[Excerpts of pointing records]
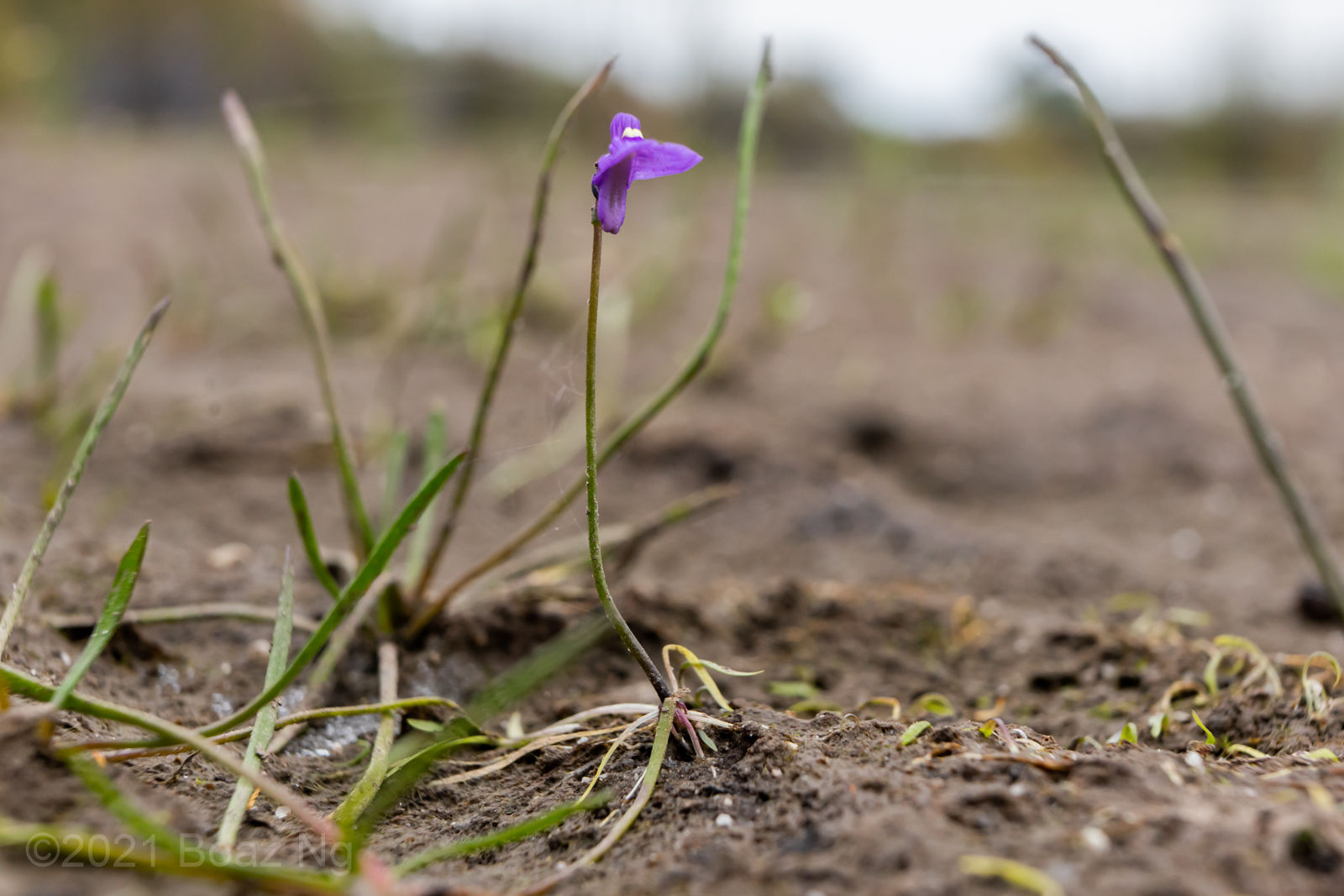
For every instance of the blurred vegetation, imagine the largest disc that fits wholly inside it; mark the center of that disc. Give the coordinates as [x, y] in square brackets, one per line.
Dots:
[155, 62]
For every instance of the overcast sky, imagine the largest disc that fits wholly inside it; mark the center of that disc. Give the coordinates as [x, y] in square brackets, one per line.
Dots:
[924, 69]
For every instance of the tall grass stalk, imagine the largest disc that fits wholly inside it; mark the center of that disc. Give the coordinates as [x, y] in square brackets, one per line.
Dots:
[524, 277]
[1211, 328]
[123, 589]
[77, 466]
[604, 593]
[265, 726]
[311, 309]
[748, 143]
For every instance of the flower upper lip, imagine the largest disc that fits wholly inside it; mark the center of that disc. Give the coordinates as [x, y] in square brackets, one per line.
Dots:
[632, 156]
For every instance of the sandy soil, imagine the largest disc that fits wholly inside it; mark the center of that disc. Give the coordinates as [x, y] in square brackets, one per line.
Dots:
[965, 387]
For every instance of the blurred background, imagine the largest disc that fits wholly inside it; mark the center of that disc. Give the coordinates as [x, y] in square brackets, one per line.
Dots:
[953, 359]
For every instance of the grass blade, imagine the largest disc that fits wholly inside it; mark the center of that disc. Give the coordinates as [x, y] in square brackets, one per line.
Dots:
[309, 308]
[299, 504]
[511, 835]
[123, 587]
[351, 594]
[524, 275]
[29, 687]
[748, 143]
[77, 466]
[265, 726]
[1211, 328]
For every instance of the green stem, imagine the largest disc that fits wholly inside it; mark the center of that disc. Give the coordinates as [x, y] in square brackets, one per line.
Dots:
[511, 315]
[347, 815]
[749, 140]
[34, 689]
[604, 594]
[265, 726]
[1211, 328]
[77, 466]
[311, 311]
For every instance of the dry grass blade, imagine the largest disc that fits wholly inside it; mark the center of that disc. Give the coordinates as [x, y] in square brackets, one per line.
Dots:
[1211, 327]
[265, 726]
[651, 778]
[77, 466]
[750, 139]
[524, 275]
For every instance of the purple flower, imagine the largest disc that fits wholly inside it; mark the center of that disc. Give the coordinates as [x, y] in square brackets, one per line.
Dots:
[632, 156]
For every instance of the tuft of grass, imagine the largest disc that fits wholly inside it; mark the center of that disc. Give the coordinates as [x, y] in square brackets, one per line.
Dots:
[510, 835]
[934, 705]
[1211, 328]
[311, 311]
[351, 594]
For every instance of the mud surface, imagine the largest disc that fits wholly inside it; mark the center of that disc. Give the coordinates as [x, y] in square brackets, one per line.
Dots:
[961, 417]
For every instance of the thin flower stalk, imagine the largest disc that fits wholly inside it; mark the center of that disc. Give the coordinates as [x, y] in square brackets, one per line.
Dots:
[515, 308]
[1211, 328]
[748, 143]
[77, 466]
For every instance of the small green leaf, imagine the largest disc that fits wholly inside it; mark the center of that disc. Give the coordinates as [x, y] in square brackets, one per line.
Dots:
[913, 732]
[118, 598]
[1159, 725]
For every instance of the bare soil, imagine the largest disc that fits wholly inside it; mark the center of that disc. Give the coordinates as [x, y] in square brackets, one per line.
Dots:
[985, 419]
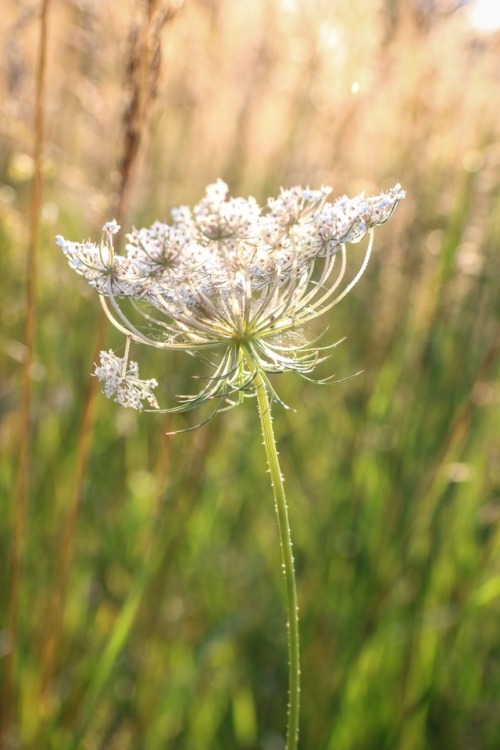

▶ [Goal of the exercise] Turn the records above into a numbered list, one item per line, skipping blank lines and leaving out the pictures.

▶ [Response below]
1. For every instance of the blurred vegetation, imagine the largest disc that fits wholly inside it; mark the center of that disc. Give the coordinates as [x, y] in square brackets, one per line.
2. Dots:
3. [155, 62]
4. For every instance of the overcast sky, imagine the largest disc that fits wholly inside it; mark the center of that disc. Give the coordinates as [x, y] in square brackets, one per line.
5. Dots:
6. [924, 69]
7. For every instance of the tall grass stalk, imagine the largest disc that fits wholly inside it; mark the center of that disc. Give the coordinates as [x, y] in square brackets, one per line.
8. Dots:
9. [524, 277]
10. [1211, 328]
11. [123, 589]
12. [77, 466]
13. [604, 593]
14. [265, 726]
15. [311, 309]
16. [748, 143]
17. For every instance of the flower upper lip, imagine the largest disc that fits wholly inside it; mark the center of that disc. Give the coordinates as [x, y] in square brackets, one per line.
18. Dots:
19. [632, 156]
20. For every instance of the sandy soil, imagine the largest disc that fits wholly inside it; mark the center of that disc. Give the coordinates as [x, y] in square brackets, one per line.
21. Dots:
22. [965, 387]
23. For every instance of the blurred background, imagine the largest disc that fits wholly inside it; mark the center of that disc. Give the coordinates as [x, y] in square brackets, one per line.
24. Dots:
25. [953, 359]
26. For every instance of the grass blade, imagine the largest disc that fits wholly inside it; mark the center of that disc. Give the coordinates as [x, y] in square brackets, one per line.
27. Dots:
28. [309, 308]
29. [299, 504]
30. [511, 835]
31. [123, 587]
32. [351, 594]
33. [524, 275]
34. [29, 687]
35. [748, 143]
36. [77, 466]
37. [265, 726]
38. [1211, 328]
39. For every instance of the green stem, imagine the largest disc that fits wholly inside it; mark the center of that disc. Give the coordinates as [x, y] in square brackets, one per line.
40. Dots:
41. [511, 315]
42. [347, 815]
43. [749, 140]
44. [34, 689]
45. [604, 594]
46. [265, 726]
47. [1211, 328]
48. [77, 466]
49. [311, 311]
50. For every instance of the dry grass blade, imagine the largest disc that fits wholly inside it; mark the center of that disc. Give the coordinates as [x, y] in square brackets, one per line.
51. Dots:
52. [1211, 327]
53. [265, 726]
54. [651, 778]
55. [77, 466]
56. [750, 139]
57. [524, 275]
58. For every instance of the purple flower, imagine the largest disc that fits wholly inside it; mark the center of that disc. Give the coordinates as [x, y] in square brackets, one per line.
59. Dots:
60. [632, 156]
61. For every instance of the tuft of grass, imagine the largest disc that fits wholly inside it; mark the center of that disc. Give the coordinates as [x, y] in square brackets, one per line.
62. Dots:
63. [510, 835]
64. [934, 705]
65. [1211, 328]
66. [311, 311]
67. [351, 594]
68. For every instance of the mud surface, imagine the largest disc that fits wholly inside it; mark the center of that disc. Give the coordinates as [x, y] in square brackets, one per line.
69. Dots:
70. [961, 417]
71. For every instance of the thin flower stalk, imagine the largest disc that fits wholly inside it; mark the center of that disc. Give the coordinates as [x, y] in square brackets, one per line.
72. Dots:
73. [515, 308]
74. [1211, 328]
75. [748, 143]
76. [77, 466]
77. For every instance of the small green leaf, imagine the largest disc that fits wholly inside it; mark the center of that disc. Give the coordinates as [x, y] in square brackets, one per line.
78. Dots:
79. [913, 732]
80. [118, 598]
81. [1159, 725]
82. For every instance of the bare soil, imagine the largest disc that fits wholly inside it; mark the center of that disc. Give the coordinates as [x, y] in square brackets, one per line.
83. Dots:
84. [985, 419]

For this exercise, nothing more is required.